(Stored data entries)
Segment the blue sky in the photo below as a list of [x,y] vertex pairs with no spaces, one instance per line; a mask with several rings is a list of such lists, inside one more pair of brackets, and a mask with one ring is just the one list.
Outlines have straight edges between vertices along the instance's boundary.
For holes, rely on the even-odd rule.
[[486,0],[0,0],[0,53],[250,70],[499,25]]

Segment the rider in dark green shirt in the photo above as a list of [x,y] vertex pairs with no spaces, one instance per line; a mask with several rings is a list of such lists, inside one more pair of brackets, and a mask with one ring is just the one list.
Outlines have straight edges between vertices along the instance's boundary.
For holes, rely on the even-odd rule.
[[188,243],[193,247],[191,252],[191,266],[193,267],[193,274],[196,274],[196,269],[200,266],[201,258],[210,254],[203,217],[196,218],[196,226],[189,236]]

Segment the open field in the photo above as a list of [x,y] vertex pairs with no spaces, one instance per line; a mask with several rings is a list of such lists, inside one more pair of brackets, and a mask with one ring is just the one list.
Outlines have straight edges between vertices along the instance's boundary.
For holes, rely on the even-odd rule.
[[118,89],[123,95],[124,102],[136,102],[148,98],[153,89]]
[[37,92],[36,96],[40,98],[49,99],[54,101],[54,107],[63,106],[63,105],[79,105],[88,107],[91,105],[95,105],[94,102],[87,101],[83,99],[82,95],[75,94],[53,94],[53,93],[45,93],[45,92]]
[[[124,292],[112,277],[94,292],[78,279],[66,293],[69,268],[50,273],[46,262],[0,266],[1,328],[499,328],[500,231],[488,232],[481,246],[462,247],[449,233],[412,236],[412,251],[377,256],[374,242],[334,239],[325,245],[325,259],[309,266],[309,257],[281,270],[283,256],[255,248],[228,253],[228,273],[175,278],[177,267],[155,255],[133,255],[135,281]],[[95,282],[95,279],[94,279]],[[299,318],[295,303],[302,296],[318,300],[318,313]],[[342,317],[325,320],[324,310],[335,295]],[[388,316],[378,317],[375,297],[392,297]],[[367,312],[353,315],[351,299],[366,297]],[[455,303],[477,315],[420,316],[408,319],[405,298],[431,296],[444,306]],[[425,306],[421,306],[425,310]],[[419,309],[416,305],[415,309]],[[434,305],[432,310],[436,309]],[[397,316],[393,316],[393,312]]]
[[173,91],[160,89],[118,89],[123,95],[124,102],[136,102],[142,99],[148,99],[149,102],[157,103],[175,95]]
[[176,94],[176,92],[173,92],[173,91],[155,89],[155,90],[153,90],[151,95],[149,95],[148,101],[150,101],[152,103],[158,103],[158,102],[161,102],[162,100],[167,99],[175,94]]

Problem details =>
Provide an exact transcription of every entry above.

Your solution =>
Segment the blue sky in the photo below as a list of [x,y] vertex pairs with no spaces, one instance per line; a mask with several rings is a list of such lists, inside one more pair of brackets, and a mask with one ring is just the one list.
Outlines have straight edges between vertices along the instance's boundary.
For holes, rely on the even-odd rule.
[[486,0],[0,0],[0,53],[250,70],[499,25]]

Segment the rider in dark green shirt in the photo above as a list of [x,y] vertex pairs with no spaces, one instance per line; a mask with several rings is a list of such lists, inside one more pair of brackets, and a mask with one ring is just the one list.
Outlines have straight edges between vertices along the instance's boundary.
For holes, rely on the even-odd rule.
[[188,243],[193,247],[191,252],[191,266],[193,267],[193,274],[196,274],[196,269],[200,266],[201,258],[210,254],[203,217],[196,218],[196,226],[189,236]]

Segment the open field in the photo above as a list of [x,y] vertex pairs with no spaces, one instance per line; a mask with several rings is a list of such lists, inside one more pair of brackets, and a mask with one ring is just the one list.
Outlines have straight edges between vertices along the instance's boundary.
For holes, rely on the even-odd rule.
[[118,89],[123,95],[124,102],[136,102],[148,98],[153,89]]
[[37,92],[36,96],[40,98],[49,99],[54,101],[54,107],[63,106],[63,105],[79,105],[88,107],[91,105],[95,105],[94,102],[87,101],[83,99],[82,95],[75,94],[53,94],[53,93],[45,93],[45,92]]
[[[124,292],[112,277],[94,292],[78,279],[66,293],[69,268],[50,273],[46,262],[0,266],[1,328],[499,328],[500,231],[488,232],[481,246],[462,247],[449,233],[412,236],[412,251],[377,256],[374,242],[334,239],[325,245],[325,259],[309,266],[309,257],[281,270],[283,256],[255,248],[228,253],[228,273],[175,278],[177,267],[155,255],[133,255],[135,281]],[[95,282],[95,279],[94,279]],[[299,318],[295,303],[302,296],[318,300],[318,313]],[[342,317],[325,320],[324,310],[335,295]],[[388,316],[378,317],[375,297],[392,297]],[[367,312],[353,315],[351,299],[366,297]],[[455,303],[477,315],[420,316],[408,319],[405,298],[431,296],[444,306]],[[425,306],[421,306],[425,310]],[[419,309],[416,305],[415,309]],[[434,305],[432,310],[436,309]],[[397,316],[393,316],[393,312]]]
[[173,91],[160,89],[118,89],[123,95],[124,102],[136,102],[142,99],[148,99],[149,102],[157,103],[175,95]]
[[176,94],[176,92],[173,92],[173,91],[155,89],[155,90],[153,90],[151,95],[149,95],[148,101],[150,101],[152,103],[158,103],[158,102],[161,102],[162,100],[167,99],[175,94]]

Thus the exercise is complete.